▶ The problem: Gather every line in the records below that contains the word "wall". Treat uppercase and lowercase letters as different.

[Begin Data section]

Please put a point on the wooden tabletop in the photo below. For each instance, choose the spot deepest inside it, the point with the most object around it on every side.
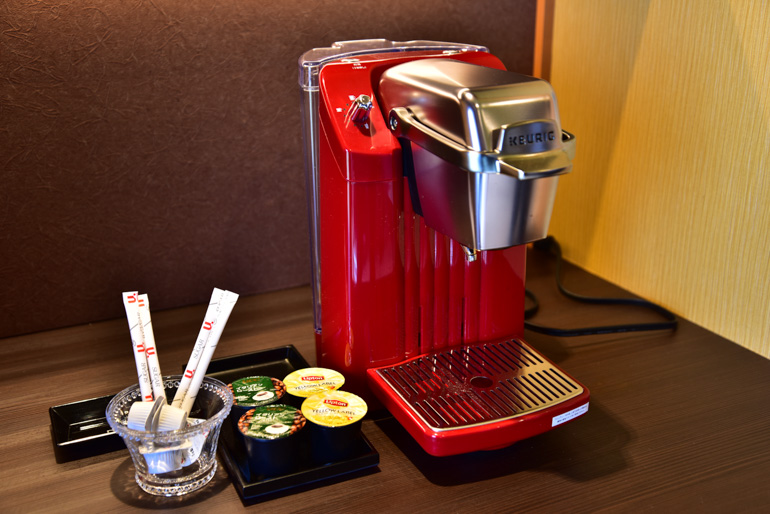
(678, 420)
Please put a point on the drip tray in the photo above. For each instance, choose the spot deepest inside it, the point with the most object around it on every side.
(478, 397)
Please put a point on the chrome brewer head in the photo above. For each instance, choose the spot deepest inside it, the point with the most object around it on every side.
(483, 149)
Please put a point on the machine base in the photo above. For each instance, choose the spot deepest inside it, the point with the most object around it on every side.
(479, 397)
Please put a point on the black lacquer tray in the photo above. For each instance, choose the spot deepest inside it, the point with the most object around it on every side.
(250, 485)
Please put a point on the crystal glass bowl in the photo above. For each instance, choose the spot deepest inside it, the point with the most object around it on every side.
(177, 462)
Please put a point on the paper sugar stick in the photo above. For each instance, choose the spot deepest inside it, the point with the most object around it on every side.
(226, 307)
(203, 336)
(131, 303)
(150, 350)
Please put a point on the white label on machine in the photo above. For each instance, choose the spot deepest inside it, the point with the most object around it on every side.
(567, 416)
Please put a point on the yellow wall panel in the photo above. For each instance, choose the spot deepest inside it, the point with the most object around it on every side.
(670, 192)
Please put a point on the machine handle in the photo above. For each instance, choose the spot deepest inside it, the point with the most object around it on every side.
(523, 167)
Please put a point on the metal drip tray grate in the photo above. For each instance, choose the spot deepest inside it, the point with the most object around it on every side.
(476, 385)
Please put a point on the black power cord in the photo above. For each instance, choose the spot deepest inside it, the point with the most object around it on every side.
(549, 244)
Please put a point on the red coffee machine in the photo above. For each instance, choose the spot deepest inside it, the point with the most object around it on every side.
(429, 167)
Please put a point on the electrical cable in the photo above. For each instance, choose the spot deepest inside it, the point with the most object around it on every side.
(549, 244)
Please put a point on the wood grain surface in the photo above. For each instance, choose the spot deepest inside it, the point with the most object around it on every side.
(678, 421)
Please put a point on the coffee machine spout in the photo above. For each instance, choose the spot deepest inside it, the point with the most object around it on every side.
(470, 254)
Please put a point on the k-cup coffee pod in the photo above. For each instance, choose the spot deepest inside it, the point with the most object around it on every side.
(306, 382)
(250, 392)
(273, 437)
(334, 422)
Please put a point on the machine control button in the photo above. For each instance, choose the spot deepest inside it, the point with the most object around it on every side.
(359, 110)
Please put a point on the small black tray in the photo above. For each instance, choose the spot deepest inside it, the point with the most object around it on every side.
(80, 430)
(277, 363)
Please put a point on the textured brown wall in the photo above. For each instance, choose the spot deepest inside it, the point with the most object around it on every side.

[End Data section]
[Begin Data section]

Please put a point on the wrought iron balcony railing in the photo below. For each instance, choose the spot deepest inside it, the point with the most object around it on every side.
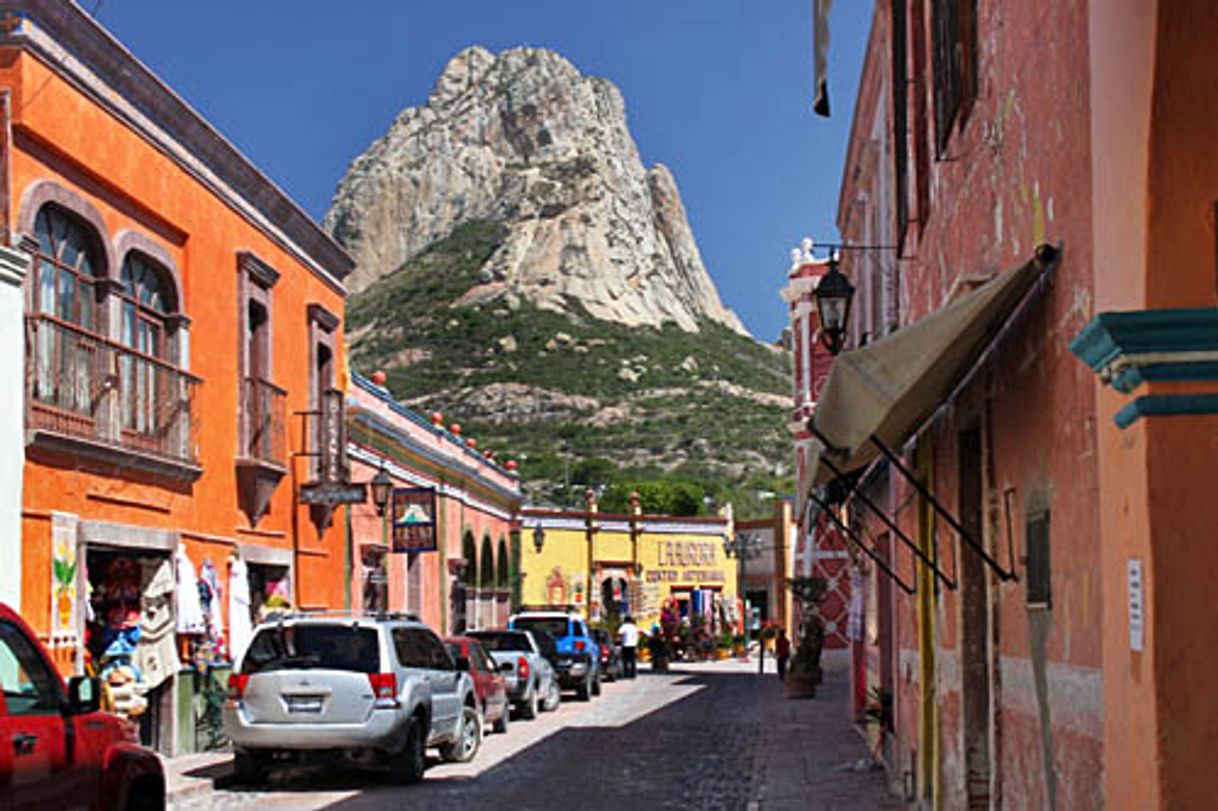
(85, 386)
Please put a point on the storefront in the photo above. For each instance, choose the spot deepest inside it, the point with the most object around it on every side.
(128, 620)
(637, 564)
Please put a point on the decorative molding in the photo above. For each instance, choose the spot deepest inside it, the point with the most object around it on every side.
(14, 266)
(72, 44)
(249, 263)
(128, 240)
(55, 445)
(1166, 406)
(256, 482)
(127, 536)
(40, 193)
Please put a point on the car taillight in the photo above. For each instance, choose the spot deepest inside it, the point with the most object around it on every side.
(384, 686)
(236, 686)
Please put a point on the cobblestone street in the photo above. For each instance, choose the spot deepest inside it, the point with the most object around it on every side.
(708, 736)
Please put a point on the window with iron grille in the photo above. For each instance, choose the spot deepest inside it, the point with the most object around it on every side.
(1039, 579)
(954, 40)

[End Data section]

▶ Written solution:
Please put a point on the yellow wall panel in the photo above. For each instance, choose the spot deepest inside it, the point with the most object around it on every side.
Please put a point on the textured brown wall in the photo above. For each instance, choose the spot deepest inside it, the point with the most object around it on every side.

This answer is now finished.